● **Wybrany tekst**:
Zalew wszechobecnego słońca jest niezwykle energetycznym uśmiechem! Rozpycha się we mnie, tłoczy właściwie wszędzie, nastrajając kreatywnie. Upycham więc dni tym, na co do niedawna brakowało czasu, upiększam, zmieniam, tworzę. Z łąk beztrosko się śmieje żółć mleczy, obsypane nią forsycje puszą się subtelnie a dumnie, nieśmiało spoglądają swym okiem stokrotki. Zarażona nimi piekę kolejny raz śniadaniową porcję złocistych bułeczek kukurydzianych. Porcja to mała (zaledwie 7 niewielkich), ale jak to zwykle z drożdżowym pieczywem bywa - najlepsza zaraz po upieczeniu, sympatyczna. Lekko słodkawa, delikatnie sycąca, najsmaczniejsza ze szczypiorkiem i masłem;)) Przepis stad.
Składniki:
120 g mąki kukurydzianej
190 g mąki (u nas 80 g orkiszowej, typ 2000 i 110 g pszennej, typ 650)

● **Wyodrębnione wpisy**:

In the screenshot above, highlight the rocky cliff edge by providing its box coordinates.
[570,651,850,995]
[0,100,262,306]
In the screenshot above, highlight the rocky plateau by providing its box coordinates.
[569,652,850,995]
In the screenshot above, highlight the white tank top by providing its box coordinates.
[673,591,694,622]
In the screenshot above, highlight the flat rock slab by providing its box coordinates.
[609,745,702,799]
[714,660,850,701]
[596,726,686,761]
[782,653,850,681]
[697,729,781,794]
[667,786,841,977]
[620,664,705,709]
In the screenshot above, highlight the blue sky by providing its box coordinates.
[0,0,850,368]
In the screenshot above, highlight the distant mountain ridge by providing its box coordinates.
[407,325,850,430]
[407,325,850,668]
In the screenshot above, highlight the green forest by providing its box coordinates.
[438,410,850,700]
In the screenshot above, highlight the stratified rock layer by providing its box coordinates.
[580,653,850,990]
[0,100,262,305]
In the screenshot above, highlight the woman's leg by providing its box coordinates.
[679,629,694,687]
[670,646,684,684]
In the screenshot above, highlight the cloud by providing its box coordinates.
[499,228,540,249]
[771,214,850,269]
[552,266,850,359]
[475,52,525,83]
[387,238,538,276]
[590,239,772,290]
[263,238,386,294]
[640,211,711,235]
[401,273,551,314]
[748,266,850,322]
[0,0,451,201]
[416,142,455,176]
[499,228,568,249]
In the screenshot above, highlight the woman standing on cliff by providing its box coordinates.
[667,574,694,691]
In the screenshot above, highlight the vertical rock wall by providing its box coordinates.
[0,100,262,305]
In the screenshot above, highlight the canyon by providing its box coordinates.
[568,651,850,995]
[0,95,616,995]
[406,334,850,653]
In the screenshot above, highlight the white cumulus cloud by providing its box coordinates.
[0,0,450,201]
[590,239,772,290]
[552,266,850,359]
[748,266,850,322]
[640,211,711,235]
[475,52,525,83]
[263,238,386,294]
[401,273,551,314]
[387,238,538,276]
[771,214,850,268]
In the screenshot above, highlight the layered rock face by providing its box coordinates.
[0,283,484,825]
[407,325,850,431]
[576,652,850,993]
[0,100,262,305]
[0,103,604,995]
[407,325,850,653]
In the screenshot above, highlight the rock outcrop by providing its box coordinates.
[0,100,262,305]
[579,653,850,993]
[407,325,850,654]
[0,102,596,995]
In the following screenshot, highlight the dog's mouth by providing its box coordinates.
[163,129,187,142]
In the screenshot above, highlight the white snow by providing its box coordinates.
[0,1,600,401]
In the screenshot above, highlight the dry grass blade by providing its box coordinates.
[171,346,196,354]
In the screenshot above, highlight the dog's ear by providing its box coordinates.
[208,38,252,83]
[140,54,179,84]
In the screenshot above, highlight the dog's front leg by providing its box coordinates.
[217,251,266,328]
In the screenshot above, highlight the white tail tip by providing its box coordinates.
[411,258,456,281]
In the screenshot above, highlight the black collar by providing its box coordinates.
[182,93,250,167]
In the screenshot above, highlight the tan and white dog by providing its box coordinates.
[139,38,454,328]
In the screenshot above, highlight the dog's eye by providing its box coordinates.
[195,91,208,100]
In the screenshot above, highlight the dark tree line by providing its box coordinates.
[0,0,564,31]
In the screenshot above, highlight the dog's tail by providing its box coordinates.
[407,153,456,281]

● **Wyzwanie**:
Dokończ tekst o śniadaniowych bułeczkach kukurydzianych, pisząc dalej od jego ostatniej linijki. Pozycje nie mają tu żadnego znaczenia.

● **Odpowiedź poniżej**:
175 ml wody
8 g świeżych drożdży
3 łyżeczki miodu lub cukru
3 łyżki oleju
1/2 łyżeczki soli
Sposób przyrządzenia:
1. Mąki przesiać, zmieszać razem.
2. 80 g mieszanki mąk połączyć z ciepłą wodą, drożdżami i cukrem, odstawić w ciepłe miejsce do wyrośnięcia.
3. Dodać pozostałe składniki, dokładnie wyrobić np. wiertełkami miksera.
4. Uformowane bułeczkowe kule odstawić w spokojne miejsce do wyrośnięcia (podwoją swoją objętość).
5. Piec w temperaturze 190 stopni C przez 10-15 minut.
Smacznego!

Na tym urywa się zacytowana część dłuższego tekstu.